### Exercise description
Which lines in the records contain the word "black"? Gather each one and copy it out, treating case as significant.

Object pointing dataset rows:
-=-=-

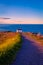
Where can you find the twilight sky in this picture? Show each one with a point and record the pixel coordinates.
(21, 11)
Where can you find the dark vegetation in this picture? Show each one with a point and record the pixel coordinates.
(9, 55)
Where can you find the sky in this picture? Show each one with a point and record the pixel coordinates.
(21, 11)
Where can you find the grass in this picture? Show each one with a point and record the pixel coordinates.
(38, 39)
(9, 49)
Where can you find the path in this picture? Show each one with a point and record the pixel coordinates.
(28, 54)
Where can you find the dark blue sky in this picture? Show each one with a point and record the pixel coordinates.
(21, 8)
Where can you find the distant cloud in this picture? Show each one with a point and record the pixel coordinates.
(21, 21)
(4, 18)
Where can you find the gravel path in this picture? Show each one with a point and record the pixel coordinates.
(28, 54)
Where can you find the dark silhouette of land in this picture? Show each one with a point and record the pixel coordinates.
(29, 54)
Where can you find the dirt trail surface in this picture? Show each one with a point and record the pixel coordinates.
(29, 53)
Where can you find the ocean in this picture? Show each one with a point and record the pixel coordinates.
(25, 27)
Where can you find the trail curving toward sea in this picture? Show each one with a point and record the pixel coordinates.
(29, 54)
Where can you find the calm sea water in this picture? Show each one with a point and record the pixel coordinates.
(24, 27)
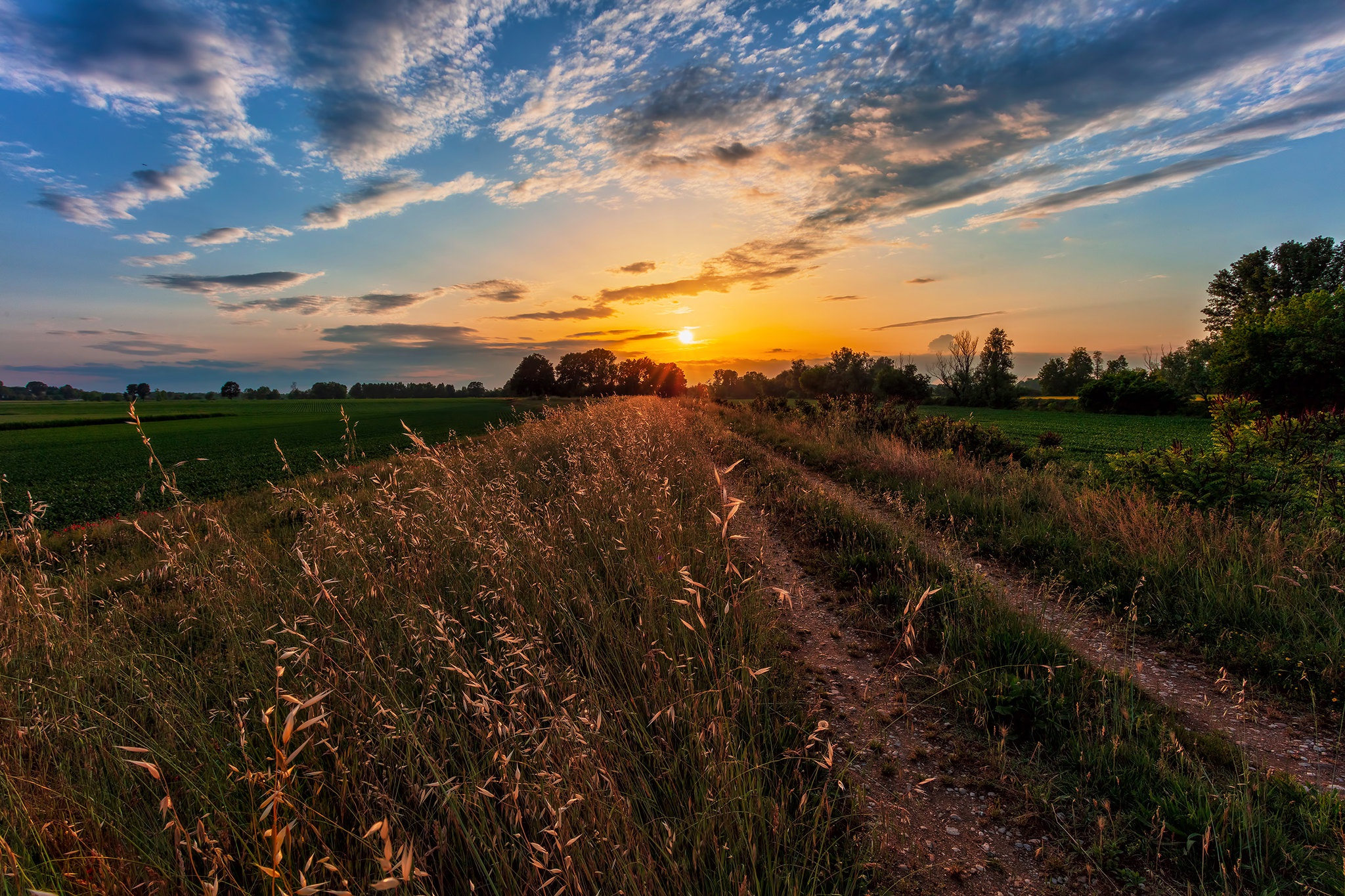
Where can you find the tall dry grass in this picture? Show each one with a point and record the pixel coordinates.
(1256, 595)
(518, 666)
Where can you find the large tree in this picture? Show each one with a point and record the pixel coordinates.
(1264, 280)
(535, 375)
(994, 378)
(592, 372)
(1292, 359)
(956, 368)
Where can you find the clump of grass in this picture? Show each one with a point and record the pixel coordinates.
(1113, 770)
(1256, 595)
(522, 664)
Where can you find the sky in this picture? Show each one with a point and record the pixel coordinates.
(380, 190)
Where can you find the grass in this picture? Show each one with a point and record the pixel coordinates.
(1255, 595)
(1110, 769)
(518, 664)
(96, 471)
(1088, 437)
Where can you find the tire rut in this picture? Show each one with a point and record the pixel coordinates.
(1271, 739)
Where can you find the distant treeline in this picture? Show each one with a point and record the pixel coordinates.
(596, 372)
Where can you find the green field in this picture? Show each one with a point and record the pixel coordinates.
(1090, 437)
(93, 472)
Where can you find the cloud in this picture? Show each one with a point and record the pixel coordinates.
(148, 349)
(154, 261)
(366, 304)
(583, 313)
(1111, 191)
(386, 196)
(934, 320)
(225, 236)
(495, 291)
(146, 186)
(599, 332)
(263, 282)
(148, 237)
(634, 268)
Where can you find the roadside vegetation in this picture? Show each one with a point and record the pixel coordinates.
(1255, 593)
(1113, 771)
(523, 662)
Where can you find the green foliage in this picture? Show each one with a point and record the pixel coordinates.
(994, 379)
(97, 472)
(1066, 377)
(1258, 463)
(1115, 769)
(1259, 282)
(1125, 391)
(1292, 358)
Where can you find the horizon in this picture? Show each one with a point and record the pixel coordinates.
(413, 192)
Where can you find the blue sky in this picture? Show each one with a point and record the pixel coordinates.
(413, 190)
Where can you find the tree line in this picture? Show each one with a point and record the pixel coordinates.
(1274, 331)
(594, 373)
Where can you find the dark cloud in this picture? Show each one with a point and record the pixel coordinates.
(634, 268)
(366, 304)
(581, 313)
(148, 349)
(263, 282)
(155, 261)
(600, 332)
(934, 320)
(495, 291)
(1113, 190)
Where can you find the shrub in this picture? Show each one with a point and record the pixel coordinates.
(1285, 463)
(1130, 393)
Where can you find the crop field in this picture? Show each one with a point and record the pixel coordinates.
(95, 471)
(1088, 437)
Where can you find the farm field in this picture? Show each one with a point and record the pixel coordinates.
(93, 472)
(1088, 437)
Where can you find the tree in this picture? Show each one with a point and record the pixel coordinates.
(954, 371)
(1292, 359)
(904, 383)
(994, 378)
(592, 372)
(1126, 391)
(669, 381)
(535, 375)
(1264, 280)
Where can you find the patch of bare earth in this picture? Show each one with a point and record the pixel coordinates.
(942, 816)
(1271, 738)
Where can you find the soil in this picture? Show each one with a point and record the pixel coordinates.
(1271, 738)
(942, 816)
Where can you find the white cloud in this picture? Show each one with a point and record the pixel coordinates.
(225, 236)
(386, 196)
(156, 261)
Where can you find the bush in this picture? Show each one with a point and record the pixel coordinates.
(1130, 393)
(1283, 463)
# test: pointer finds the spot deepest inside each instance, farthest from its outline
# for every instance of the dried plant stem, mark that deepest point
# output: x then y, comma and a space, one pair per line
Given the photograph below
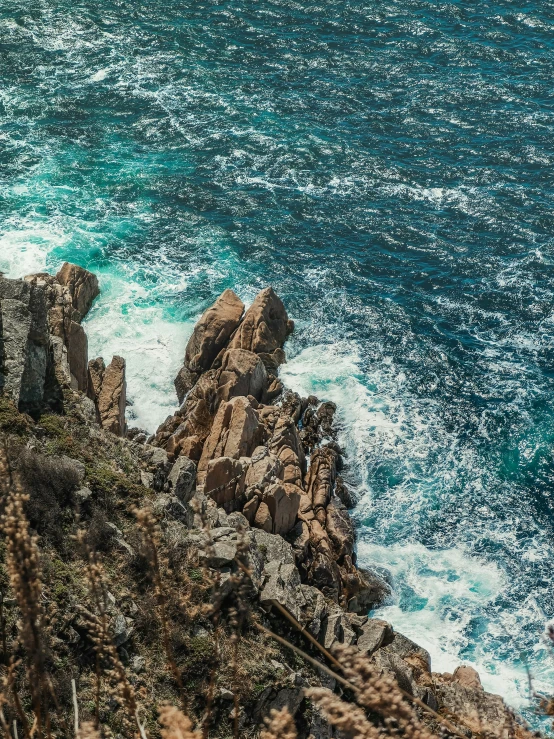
351, 686
75, 706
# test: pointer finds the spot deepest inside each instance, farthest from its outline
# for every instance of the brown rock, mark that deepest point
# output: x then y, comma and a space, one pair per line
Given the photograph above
184, 382
77, 355
264, 468
340, 529
320, 479
111, 399
224, 481
250, 509
286, 445
466, 675
235, 433
82, 286
265, 325
212, 331
282, 501
242, 373
263, 519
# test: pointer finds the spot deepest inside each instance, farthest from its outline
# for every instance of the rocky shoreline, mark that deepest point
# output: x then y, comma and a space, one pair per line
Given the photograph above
242, 456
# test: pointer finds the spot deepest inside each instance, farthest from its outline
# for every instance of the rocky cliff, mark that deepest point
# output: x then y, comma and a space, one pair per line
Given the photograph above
243, 478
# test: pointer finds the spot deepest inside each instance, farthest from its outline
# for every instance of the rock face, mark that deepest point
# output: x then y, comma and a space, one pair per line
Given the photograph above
251, 448
210, 336
69, 296
108, 389
25, 353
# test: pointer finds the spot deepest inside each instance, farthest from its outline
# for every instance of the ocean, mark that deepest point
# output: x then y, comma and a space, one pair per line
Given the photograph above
387, 167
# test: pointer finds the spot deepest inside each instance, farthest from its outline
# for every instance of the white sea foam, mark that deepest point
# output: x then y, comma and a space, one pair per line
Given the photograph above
437, 593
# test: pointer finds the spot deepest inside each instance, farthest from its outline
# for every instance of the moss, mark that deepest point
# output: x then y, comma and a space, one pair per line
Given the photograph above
105, 483
196, 574
11, 420
54, 426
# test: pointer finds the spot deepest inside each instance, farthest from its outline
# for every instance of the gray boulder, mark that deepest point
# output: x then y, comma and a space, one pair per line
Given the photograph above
182, 479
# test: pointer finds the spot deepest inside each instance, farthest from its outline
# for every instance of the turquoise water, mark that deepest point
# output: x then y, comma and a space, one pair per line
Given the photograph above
387, 167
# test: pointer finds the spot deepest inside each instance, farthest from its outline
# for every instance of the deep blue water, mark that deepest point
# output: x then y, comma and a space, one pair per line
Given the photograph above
387, 166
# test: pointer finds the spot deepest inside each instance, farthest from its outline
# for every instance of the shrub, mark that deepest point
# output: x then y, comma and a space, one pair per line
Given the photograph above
50, 484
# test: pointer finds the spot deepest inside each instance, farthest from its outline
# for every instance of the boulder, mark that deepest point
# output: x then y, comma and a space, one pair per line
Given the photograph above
480, 712
235, 433
184, 382
264, 468
24, 344
340, 529
265, 325
467, 676
282, 500
283, 586
242, 373
320, 480
263, 519
375, 634
212, 332
336, 629
224, 481
285, 444
69, 297
182, 479
82, 286
111, 400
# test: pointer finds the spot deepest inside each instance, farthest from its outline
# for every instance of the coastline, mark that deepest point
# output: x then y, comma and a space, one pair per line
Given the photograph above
238, 449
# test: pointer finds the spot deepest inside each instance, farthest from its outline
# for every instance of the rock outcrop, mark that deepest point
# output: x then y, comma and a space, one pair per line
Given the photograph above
25, 353
69, 296
108, 390
250, 443
242, 472
210, 336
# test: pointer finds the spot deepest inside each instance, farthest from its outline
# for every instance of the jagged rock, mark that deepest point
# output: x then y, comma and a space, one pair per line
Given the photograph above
242, 373
282, 501
193, 421
407, 649
220, 554
467, 676
287, 447
320, 479
263, 519
96, 369
157, 464
225, 480
273, 548
235, 433
282, 586
237, 521
24, 344
314, 610
336, 629
213, 331
344, 493
169, 507
394, 665
375, 634
264, 468
183, 479
82, 286
483, 713
340, 529
111, 398
368, 590
265, 325
184, 382
69, 297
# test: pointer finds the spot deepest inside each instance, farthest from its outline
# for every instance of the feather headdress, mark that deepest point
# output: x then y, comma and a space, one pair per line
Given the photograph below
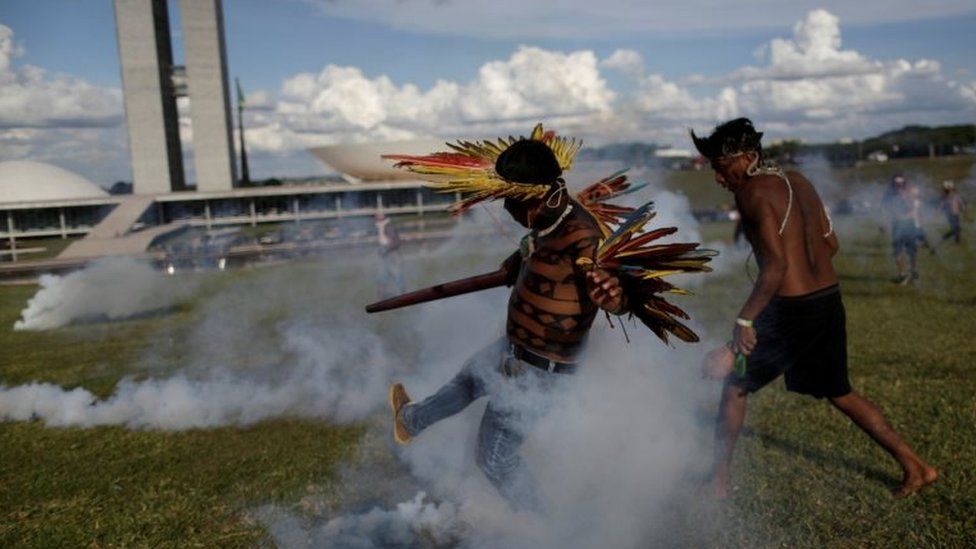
469, 168
641, 265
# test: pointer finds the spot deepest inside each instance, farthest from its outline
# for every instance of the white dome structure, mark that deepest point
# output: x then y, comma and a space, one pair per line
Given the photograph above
27, 181
363, 160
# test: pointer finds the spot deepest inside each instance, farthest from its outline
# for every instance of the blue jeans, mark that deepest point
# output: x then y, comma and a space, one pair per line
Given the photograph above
517, 393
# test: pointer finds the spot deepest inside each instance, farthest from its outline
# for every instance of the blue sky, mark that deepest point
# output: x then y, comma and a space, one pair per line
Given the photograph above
624, 70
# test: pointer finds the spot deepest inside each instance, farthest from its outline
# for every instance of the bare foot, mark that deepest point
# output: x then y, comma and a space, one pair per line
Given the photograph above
917, 477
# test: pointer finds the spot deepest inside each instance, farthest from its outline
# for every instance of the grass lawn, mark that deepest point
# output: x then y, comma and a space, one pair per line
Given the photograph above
804, 476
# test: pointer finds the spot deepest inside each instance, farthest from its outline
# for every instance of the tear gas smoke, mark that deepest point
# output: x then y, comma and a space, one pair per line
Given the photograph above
110, 288
612, 454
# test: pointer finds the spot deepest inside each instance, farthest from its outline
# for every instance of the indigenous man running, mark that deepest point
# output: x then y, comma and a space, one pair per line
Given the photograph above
552, 305
793, 322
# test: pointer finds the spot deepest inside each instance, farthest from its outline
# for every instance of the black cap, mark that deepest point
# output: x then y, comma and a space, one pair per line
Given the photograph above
528, 161
733, 137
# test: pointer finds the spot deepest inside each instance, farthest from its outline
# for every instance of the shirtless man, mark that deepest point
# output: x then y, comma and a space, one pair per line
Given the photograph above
793, 322
550, 310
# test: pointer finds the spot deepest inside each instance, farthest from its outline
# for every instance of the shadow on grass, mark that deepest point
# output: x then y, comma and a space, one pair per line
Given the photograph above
822, 458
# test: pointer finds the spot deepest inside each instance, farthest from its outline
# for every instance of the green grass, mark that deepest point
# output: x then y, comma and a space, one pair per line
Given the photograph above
704, 193
803, 475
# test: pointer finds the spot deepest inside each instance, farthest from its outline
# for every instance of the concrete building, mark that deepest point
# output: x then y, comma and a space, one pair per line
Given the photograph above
151, 84
40, 200
146, 56
206, 80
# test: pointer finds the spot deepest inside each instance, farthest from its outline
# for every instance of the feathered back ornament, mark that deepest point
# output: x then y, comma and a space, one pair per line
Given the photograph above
641, 266
469, 168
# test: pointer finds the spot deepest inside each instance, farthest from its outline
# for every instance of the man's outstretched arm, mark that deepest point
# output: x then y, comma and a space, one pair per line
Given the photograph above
772, 270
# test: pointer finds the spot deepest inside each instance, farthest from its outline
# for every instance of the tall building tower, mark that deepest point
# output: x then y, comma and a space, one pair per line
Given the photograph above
151, 84
206, 80
146, 55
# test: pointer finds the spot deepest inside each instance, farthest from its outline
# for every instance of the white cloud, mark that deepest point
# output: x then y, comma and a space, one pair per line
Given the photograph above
810, 86
628, 62
344, 104
31, 97
576, 19
803, 85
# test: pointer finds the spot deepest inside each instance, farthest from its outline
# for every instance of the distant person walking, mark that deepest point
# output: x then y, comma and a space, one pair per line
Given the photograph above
901, 204
953, 206
390, 276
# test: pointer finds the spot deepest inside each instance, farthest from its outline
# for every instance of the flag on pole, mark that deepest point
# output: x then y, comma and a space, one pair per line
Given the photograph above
240, 95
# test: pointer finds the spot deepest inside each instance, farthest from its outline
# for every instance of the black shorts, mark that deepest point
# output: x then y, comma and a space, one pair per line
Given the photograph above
805, 339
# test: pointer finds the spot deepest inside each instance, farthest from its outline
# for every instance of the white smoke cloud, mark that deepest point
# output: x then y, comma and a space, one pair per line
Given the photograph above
110, 288
612, 455
327, 378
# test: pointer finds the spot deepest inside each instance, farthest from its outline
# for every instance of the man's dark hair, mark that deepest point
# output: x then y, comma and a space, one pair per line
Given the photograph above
731, 138
528, 161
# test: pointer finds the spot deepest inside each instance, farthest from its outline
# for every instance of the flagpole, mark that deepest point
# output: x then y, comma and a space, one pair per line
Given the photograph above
245, 175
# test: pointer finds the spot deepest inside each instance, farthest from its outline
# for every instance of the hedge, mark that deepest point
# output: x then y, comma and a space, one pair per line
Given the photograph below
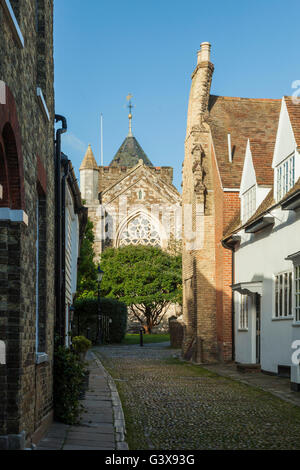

-=-=-

### Task output
# for every instance of the black cap, mark that deepest point
# for every instance of the black shorts, mark that deepest point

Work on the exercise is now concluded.